> [TRY IT]
Return each line below holding the string "cloud".

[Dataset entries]
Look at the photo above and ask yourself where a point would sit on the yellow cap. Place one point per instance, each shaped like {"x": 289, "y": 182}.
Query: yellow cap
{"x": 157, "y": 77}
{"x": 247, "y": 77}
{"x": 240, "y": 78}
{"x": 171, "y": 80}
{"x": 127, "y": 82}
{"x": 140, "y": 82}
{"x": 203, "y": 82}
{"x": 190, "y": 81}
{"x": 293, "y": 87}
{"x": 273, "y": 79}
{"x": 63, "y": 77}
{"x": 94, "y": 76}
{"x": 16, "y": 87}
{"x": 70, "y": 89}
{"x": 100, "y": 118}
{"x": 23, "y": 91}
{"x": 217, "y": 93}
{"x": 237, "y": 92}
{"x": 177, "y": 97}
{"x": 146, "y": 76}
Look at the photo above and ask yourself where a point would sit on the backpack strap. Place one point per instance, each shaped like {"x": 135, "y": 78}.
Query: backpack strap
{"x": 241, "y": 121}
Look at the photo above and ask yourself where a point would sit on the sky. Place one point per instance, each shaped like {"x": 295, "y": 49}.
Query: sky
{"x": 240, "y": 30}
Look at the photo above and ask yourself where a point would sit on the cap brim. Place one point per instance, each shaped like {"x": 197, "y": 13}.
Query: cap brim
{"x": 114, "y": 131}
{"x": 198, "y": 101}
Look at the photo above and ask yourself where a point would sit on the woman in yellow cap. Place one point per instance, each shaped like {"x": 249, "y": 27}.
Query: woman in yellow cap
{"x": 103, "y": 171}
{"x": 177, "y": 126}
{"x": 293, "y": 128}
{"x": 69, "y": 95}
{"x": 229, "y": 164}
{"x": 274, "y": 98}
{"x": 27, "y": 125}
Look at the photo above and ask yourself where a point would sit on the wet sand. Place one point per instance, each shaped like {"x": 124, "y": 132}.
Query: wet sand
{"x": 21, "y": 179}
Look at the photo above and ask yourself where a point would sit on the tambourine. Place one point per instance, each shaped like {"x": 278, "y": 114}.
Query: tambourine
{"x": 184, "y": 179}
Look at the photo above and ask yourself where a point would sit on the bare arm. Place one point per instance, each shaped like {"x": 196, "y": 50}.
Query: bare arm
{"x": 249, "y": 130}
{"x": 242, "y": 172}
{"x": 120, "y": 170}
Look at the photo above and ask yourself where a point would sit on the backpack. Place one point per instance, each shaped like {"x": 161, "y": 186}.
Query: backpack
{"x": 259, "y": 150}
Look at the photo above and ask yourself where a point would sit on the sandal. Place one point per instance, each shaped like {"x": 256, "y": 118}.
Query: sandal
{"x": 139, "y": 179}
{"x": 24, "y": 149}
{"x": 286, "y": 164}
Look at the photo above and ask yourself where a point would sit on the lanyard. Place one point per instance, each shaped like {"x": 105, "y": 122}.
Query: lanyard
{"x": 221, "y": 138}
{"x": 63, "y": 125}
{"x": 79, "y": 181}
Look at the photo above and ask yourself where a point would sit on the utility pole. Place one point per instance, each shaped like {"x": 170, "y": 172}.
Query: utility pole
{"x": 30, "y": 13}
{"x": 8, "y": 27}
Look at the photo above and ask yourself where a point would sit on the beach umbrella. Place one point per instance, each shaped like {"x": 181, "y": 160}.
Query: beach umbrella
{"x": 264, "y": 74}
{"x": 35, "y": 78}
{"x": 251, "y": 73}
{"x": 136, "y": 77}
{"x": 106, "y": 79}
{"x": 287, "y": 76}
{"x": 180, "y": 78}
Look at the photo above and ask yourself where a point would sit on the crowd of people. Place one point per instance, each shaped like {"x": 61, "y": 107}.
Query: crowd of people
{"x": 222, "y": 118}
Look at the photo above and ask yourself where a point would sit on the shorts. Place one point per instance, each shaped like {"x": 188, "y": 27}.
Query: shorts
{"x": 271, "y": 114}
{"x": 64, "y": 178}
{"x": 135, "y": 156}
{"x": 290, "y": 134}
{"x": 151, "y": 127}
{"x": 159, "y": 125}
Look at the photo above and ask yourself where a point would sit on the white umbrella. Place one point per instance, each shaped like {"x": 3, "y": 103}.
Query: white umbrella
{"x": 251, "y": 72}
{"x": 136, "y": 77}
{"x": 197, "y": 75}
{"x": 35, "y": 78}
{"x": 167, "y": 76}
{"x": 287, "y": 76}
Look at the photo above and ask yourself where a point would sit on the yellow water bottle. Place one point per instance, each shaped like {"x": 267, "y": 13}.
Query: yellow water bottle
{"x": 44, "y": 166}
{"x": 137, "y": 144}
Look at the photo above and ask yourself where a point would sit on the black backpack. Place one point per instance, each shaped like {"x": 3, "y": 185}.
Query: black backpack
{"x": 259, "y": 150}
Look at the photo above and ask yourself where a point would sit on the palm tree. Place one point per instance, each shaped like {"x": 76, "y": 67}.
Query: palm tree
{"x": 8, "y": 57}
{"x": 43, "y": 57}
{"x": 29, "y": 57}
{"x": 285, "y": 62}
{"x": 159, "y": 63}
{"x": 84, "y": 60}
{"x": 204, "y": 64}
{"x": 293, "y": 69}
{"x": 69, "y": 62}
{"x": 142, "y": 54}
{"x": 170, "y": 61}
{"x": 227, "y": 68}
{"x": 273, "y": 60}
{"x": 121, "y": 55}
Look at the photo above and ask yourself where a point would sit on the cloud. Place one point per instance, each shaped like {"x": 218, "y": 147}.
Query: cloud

> [OUTPUT FOR THIS TASK]
Look at the photo above and ask yourself where a point would sit on the cloud. Place one point per instance, each shaped like {"x": 218, "y": 147}.
Query: cloud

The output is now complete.